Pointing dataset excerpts
───

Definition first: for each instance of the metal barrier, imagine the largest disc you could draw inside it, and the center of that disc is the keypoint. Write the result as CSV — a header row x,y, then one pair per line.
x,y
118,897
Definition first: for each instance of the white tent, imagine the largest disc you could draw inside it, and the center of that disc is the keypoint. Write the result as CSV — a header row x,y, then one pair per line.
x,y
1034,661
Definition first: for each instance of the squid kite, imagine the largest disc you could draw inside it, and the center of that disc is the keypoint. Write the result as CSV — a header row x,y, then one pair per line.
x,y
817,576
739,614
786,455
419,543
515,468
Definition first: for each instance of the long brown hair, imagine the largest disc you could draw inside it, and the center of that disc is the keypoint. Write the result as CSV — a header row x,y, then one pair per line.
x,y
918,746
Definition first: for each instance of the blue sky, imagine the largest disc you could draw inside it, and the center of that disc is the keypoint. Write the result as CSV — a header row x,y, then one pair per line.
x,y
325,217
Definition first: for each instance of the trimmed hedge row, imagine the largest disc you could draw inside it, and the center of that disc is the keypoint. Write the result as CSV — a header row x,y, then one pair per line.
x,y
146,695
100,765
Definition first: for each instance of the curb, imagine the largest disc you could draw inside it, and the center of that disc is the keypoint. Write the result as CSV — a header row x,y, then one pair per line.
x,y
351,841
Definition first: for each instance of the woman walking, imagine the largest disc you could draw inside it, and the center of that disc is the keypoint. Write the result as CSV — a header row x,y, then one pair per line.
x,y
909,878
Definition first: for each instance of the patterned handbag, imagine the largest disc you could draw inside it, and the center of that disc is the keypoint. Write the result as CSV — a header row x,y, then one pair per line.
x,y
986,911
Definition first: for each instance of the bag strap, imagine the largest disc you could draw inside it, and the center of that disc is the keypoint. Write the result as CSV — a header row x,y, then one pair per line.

───

WHAT THIS TASK INVOLVES
Type out the full listing again, exactly as given.

EXPECTED ANSWER
Definition first: for each instance of the metal barrier, imagine the largest disc you could draw inside it, and the center of that disc is the keypoint. Write the result as CSV — a header row x,y, then one pair per line.
x,y
118,897
Definition first: for each instance of the white tent, imagine the largest disc you could draw inside it, and the center of that disc is the keypoint. Write the result as CSV — a header row x,y, then one pair per line.
x,y
1034,661
Definition first: for each instance of the squid kite, imagine the largest disc you could draw inside it, and the center of that disc is the keypoint. Write the result as CSV — a header row x,y, then one pair per line.
x,y
817,576
739,614
786,455
419,543
515,468
Definition first: for each instance of the long brown hair, imagine the largest disc you could draw inside it, and the center of that disc is the keypoint. Write the result as CSV — a header row x,y, then one pair per line.
x,y
918,746
Definition first: for each instance of the blue sky, imagine the largest disc you could draw inside it, and the center of that disc is the keypoint. Write the result as CSV — a header row x,y, then one pair per line.
x,y
325,217
Definition first: for each instance of the trimmed hedge row, imagine the largest disc you could draw inside it, and the center of that disc is the keypoint. Write the result as CSV — a header row x,y, then one pair per line.
x,y
146,695
100,765
Definition first: for each instance of the curb, imagine the largest disc you could draw inside it, and the center of that disc is the keypoint. Write the result as CSV — a header row x,y, then one pair per line.
x,y
351,841
Definition first: for each instance of the woman walking, imagine the largest disc you could draw inside it, and the center of that disc is the keypoint. Write the result as CSV — a header row x,y, then one pair per line.
x,y
909,878
Definition first: for each instance of the patterned handbag, imagine the largest disc you could draw inside it, and the center of that disc is the keypoint. Write the result as CSV — a header row x,y, then one pair per line.
x,y
986,911
Definition first: for each instance of the bag strap, imagine the largest disc you could draw inside it, and the center of that disc is the keypoint. Write the result as CSV — a header row x,y, then one pair per line.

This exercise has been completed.